**REQUIRED WORK**
Could you convert the records below, starting at their beginning and ending at the line containing "116 404 173 476", into a Markdown table with the columns Row and Line, skipping blank lines and leaving out the pictures?

(Object detection data)
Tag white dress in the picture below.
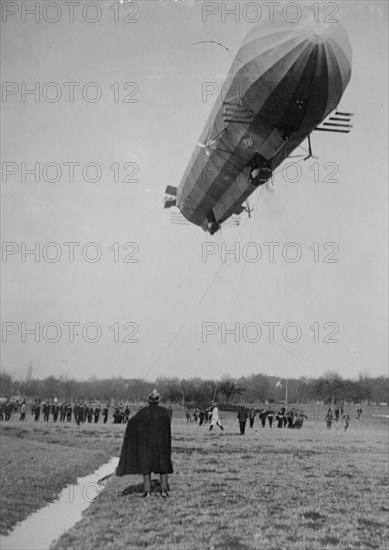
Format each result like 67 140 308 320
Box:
211 407 220 426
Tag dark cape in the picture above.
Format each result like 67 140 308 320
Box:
116 404 173 476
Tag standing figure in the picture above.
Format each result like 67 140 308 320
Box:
276 407 286 428
66 403 72 422
116 389 173 498
34 402 41 422
267 408 274 428
185 408 192 422
209 403 224 431
258 410 267 428
343 412 350 431
20 401 26 422
43 401 50 422
249 408 255 428
237 407 249 435
4 401 13 422
123 405 131 423
193 409 200 424
326 407 334 430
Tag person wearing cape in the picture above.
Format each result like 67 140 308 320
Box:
116 389 173 498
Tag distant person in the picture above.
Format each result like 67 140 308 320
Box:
276 407 286 428
20 401 26 422
4 401 13 422
103 405 109 424
66 403 73 422
185 408 192 422
116 389 173 498
343 412 350 431
209 403 224 431
249 408 255 428
34 403 41 422
237 407 248 435
325 407 334 430
267 408 274 428
258 410 267 428
123 405 131 424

**RIGHT ANSWER**
| Row | Line |
|---|---|
| 1 | Tag white dress in the picture below. |
| 2 | Format each result like 67 140 308 320 |
| 3 | Box: |
| 4 | 211 407 220 426 |
| 5 | Tag dark cape in the picture above. |
| 6 | Format each result like 67 140 308 320 |
| 7 | Box: |
| 8 | 116 404 173 476 |